Find every line below that contains the string "tree", and copy each of those lines. Case matters when matching.

Entries for bounding box labeling:
━━━━━━━━

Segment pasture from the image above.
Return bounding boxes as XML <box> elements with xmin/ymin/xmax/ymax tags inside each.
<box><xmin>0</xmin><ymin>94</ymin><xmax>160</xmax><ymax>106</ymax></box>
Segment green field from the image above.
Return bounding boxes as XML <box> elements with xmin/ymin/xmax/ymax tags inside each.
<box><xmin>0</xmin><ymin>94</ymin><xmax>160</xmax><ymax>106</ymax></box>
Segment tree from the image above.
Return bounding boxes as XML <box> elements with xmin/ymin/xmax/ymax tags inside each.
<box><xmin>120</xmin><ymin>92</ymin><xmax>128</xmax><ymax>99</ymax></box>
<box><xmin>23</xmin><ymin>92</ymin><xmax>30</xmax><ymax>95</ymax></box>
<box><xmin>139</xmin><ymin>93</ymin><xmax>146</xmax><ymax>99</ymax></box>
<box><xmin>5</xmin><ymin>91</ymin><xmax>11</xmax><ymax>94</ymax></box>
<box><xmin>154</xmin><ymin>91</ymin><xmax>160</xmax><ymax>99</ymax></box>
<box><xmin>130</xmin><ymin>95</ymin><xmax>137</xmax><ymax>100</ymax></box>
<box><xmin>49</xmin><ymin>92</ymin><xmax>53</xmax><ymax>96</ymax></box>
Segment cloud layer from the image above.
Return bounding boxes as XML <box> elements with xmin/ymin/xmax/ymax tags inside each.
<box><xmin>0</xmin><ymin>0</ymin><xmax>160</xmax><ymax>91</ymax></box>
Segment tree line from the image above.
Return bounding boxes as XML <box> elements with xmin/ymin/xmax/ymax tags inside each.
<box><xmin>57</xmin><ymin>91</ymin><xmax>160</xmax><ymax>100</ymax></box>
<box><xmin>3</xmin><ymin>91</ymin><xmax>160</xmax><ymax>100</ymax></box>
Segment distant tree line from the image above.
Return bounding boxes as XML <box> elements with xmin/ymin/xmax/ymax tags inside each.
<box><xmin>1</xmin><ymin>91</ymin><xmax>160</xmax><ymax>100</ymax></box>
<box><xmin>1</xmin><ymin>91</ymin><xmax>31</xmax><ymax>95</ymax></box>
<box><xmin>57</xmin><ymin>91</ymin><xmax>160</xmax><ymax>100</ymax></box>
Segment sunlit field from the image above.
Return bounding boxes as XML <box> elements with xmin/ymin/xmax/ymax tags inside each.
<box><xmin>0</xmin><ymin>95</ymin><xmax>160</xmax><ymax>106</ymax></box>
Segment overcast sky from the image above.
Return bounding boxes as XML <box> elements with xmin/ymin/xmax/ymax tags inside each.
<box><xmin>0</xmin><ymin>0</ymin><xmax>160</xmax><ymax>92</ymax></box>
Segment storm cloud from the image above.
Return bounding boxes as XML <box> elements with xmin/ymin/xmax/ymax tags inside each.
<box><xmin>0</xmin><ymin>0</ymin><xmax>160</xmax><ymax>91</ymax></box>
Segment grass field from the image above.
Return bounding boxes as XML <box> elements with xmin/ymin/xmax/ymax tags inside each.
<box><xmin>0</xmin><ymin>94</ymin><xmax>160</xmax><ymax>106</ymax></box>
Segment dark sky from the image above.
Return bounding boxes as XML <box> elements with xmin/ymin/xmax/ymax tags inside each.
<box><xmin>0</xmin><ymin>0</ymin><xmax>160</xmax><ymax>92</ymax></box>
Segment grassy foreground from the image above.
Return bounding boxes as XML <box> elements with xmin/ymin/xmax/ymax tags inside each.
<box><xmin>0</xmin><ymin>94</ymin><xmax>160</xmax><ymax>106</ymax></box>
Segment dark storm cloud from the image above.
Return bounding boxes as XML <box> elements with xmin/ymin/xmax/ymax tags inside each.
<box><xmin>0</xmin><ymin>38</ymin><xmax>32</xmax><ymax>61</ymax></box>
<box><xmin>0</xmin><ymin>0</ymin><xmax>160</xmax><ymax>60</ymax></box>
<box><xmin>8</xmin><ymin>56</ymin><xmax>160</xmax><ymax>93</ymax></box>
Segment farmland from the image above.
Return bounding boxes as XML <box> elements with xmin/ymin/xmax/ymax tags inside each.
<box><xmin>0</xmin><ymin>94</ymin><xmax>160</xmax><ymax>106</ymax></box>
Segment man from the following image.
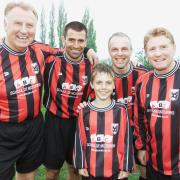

━━━━━━━━

RESPONSE TO THIS EXERCISE:
Segment tree from the image above.
Segment tree line from the image above.
Segment distant tree line from the image above.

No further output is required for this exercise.